• STATED GOAL A: Reproduce the highlighting entries and their coordinate lines word for word, omitting the picture.

====== SELECTED TEXT

As shown in Figure 1, before the robot moves to grasp a part, it moves and locates the camera to measure several featured points on it, and then determines the part pose based on the measurement model. In order to enlarge the camera’s field of view, a short focal length lens was mounted on it. For small-size parts, the featured points could be included in one field of view of the camera, and the robot only needs to move to one position, but for a large-size part, the featured points will have a wider distribution, and the robot needs to move to several positions. As the former is a special case of the latter, the large-size part is discussed in this paper. The coordinate systems of the robotic intelligent grasping system consist of cell frame (CF), robot base frame (BF), part frame (WF) and camera pose frame (SF). As the camera was located to several poses in order to measure the featured points on the large-size parts, a SFi is defined at each measuring pose.

============
====== EXTRACTED INFORMATION

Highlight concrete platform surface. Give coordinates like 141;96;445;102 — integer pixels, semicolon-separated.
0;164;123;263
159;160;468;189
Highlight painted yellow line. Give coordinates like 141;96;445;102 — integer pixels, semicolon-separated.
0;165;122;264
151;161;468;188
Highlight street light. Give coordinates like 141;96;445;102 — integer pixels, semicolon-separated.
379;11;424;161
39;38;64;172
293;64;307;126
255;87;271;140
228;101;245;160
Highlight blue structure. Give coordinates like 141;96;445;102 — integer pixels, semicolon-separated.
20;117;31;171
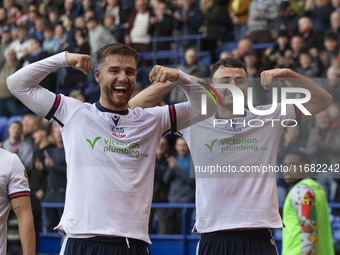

============

• STATED GOAL B: Name every coordinate system that the passage on robotic grasping lists for the grasping system, with its abbreviation.

• COMPLETE ANSWER A:
Highlight concrete platform surface. Give coordinates like 141;96;445;102 — integer pixels, semicolon-separated.
0;164;123;263
159;160;468;189
Highlight painted yellow line. Give coordinates like 141;96;445;102 — integer pixels, semicolon-separated.
0;165;122;264
151;161;468;188
Highlight street light. Give coordinates like 141;96;445;102 — integer pixels, semicolon-separated.
379;11;424;161
39;38;64;172
293;64;307;126
255;87;271;140
228;101;245;160
Highlight blue structure. Give coordinates like 141;96;445;102 — integer pixels, semicolon-separated.
20;117;31;171

• COMPLETE ANSWER B:
cell frame (CF)
robot base frame (BF)
part frame (WF)
camera pose frame (SF)